● **Exercise instructions**:
[a] According to the passage on Twitter's clampdown on third-party apps, how many registered apps does Twitter currently have?
[b] Does each statement below agree with the passage on Twitter's clampdown on third-party apps? Give yes or no for each, and quote the deciding words.
(i) Twitter settled with the FTC over privacy issues covering 2006 to 2009.
(ii) Glamour Girls from Conde Nast is an Android-based show.
(iii) The passage holds that every one of Twitter's registered apps should exist.
[c] Continue the passage on Twitter's clampdown on third-party apps, picking up after its final sentence.

● **Document passage**:
========================

How will Twitter’s push-back on third-party apps effect major publishers? The results might all be positive, at least on the publisher side. The new pecking order will help clear the field of tech redundancies in app services as well as plug-ins that have dicey privacy policies. Twitter recently settled with the FTC over privacy issues between 2006-2009 and can’t really afford another controversy in an era of Do Not Track hysteria.
Twitter clamping down on third party interactions means that publishers using official Twitter clients to build apps or to connect with consumers are less likely to be drawn in to potentially murky privacy conflicts. Perhaps most importantly for Twitter, the move will help herd ad dollars away from platforms which would attempt to copy popular third-party applications like Flipboard that aggregate Twitter content along with other network streams and aren’t in direct partnership with Twitter.
Twitter-connected innovations from major content and retail brands stand to benefit. Take Conde Nast’s iPad-based, tweeted reality show Glamour Girls which integrates e-commerce with live action. It stands to get more clicks and benefit from a playing field which is now “officially” less crowded with indie competition. Twitter currently has 750,000 registered apps and certainly not all of them should exist. While Twitter gets its game face on to carve a business model out of an ever changing digital landscape, publishers have several unique opportunities because of Twitter’s new outlook.

========================

● **Dataset content**:
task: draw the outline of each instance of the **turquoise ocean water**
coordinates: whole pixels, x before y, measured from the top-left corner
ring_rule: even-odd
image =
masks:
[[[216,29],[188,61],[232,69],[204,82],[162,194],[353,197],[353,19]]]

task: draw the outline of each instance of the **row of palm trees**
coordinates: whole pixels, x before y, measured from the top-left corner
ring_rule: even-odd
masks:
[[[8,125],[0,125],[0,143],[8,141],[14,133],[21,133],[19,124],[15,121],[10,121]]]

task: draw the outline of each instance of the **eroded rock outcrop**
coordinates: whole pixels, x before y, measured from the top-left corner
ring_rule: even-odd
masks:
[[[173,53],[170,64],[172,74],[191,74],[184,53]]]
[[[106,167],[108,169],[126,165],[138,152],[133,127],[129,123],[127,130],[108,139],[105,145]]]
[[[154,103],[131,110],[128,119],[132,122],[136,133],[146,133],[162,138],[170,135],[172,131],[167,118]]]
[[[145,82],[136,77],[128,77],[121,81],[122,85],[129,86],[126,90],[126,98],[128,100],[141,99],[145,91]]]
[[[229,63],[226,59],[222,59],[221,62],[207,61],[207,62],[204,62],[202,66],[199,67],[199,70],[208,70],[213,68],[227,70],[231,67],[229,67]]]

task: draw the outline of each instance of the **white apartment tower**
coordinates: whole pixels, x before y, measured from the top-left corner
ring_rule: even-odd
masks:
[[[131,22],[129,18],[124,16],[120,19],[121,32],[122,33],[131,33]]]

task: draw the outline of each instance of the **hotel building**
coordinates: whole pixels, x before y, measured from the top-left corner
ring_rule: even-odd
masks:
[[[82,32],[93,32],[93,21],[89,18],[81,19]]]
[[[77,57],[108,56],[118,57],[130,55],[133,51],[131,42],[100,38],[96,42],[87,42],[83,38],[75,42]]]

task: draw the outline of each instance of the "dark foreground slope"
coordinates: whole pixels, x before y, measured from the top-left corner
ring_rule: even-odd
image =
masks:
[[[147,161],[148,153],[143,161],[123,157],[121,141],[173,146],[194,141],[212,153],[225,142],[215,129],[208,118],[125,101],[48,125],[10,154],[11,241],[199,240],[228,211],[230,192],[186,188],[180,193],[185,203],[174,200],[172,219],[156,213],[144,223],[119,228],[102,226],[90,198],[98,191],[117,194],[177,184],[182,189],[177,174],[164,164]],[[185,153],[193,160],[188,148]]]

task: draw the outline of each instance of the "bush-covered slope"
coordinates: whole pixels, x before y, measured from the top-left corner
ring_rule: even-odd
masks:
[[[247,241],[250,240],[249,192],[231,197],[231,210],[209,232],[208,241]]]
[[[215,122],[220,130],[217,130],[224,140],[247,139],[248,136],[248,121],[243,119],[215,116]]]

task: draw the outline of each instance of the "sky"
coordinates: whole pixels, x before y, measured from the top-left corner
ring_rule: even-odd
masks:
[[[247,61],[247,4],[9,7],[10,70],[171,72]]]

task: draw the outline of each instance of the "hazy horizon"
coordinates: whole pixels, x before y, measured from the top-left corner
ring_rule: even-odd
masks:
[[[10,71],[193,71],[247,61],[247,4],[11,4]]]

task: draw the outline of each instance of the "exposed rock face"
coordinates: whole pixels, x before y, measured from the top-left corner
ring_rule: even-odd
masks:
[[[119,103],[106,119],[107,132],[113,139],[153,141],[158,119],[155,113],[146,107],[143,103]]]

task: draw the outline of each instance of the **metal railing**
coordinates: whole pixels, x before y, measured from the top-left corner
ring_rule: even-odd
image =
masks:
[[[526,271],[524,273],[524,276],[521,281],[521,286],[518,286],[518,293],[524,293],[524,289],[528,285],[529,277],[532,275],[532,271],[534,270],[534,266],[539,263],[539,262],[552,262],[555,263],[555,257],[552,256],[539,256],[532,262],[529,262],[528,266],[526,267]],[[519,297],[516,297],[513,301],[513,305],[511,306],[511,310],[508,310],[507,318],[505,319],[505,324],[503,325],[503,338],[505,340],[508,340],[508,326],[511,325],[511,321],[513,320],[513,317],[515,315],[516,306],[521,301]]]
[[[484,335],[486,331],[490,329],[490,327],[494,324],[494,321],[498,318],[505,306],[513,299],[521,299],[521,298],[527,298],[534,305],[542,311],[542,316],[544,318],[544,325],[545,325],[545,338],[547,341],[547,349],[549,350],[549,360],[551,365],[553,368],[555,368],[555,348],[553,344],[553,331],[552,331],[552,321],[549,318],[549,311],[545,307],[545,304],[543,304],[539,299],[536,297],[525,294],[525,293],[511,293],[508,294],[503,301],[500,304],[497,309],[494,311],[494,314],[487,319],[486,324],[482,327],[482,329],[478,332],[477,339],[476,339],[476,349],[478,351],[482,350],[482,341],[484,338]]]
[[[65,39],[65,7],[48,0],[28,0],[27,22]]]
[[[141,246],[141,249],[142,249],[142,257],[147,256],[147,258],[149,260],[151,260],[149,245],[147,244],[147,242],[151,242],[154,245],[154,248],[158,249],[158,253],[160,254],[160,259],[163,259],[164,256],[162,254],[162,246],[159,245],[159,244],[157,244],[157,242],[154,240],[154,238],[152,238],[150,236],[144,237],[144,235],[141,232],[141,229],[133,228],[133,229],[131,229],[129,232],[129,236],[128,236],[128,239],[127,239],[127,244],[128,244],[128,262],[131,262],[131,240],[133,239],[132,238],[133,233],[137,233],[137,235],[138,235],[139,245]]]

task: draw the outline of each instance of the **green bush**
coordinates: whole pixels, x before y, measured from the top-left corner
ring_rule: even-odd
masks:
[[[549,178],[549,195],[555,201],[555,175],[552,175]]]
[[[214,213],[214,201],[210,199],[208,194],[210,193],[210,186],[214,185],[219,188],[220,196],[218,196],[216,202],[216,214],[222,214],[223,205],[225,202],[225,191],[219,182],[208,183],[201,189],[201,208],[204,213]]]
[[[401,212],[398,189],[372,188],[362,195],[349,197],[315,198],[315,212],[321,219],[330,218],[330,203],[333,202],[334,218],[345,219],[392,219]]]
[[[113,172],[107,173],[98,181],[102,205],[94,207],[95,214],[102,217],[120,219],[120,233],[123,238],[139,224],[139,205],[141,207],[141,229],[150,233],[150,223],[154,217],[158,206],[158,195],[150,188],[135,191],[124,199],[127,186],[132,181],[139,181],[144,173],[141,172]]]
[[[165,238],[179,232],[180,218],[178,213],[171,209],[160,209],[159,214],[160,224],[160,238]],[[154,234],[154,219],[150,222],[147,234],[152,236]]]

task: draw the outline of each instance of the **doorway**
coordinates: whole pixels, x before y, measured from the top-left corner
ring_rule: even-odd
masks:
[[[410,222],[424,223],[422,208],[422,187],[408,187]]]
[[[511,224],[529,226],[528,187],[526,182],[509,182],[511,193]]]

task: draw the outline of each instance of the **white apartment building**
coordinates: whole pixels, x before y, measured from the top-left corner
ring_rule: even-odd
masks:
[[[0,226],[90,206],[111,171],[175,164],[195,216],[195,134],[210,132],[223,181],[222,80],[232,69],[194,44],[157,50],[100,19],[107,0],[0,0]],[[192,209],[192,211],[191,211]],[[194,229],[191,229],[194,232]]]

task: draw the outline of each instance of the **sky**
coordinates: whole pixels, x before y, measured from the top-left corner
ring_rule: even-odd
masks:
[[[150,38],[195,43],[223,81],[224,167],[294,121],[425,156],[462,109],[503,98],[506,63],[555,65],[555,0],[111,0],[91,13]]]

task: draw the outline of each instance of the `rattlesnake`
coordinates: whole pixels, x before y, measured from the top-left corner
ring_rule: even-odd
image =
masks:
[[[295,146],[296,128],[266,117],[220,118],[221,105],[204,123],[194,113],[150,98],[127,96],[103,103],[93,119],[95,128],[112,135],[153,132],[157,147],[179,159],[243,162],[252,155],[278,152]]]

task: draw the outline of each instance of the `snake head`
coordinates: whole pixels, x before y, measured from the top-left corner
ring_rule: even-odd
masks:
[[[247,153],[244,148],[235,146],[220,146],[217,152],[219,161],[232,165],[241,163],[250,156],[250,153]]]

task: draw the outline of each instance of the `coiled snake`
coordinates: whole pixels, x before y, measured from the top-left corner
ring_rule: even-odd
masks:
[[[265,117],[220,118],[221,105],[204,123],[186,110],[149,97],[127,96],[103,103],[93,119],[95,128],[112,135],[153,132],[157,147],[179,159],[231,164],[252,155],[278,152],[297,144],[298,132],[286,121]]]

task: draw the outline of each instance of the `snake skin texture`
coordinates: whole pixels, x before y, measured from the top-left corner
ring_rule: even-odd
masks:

========================

● **Final answers**:
[a] 750,000

[b]
(i) Yes: "Twitter recently settled with the FTC over privacy issues between 2006-2009"
(ii) No: "Conde Nast’s iPad-based, tweeted reality show Glamour Girls"
(iii) No: "certainly not all of them should exist"

[c]
Twitter can be a flow of valuable, real time data, if your content brand can harness it. Publisher tools, real-time data signals, verticals and social customer relationship management are areas that, according to a blog post by Twitter’s platform product manager Ryan Sarver, have managed to flourish on the Twitter API in terms of quality and selection. Sarver highlighted SocialFlow, Sulia, Klout and Gnip as top Twitter tools for major content brands and Hootsuite, Radian6, Seesmic and Crimson Hexagon as leading brand insight resources. Twitter isn’t the right core social tool for every publisher, but it is a digital glue that can that can connect publishers to a greater Facebook presence and help bring that presence to multiple devices.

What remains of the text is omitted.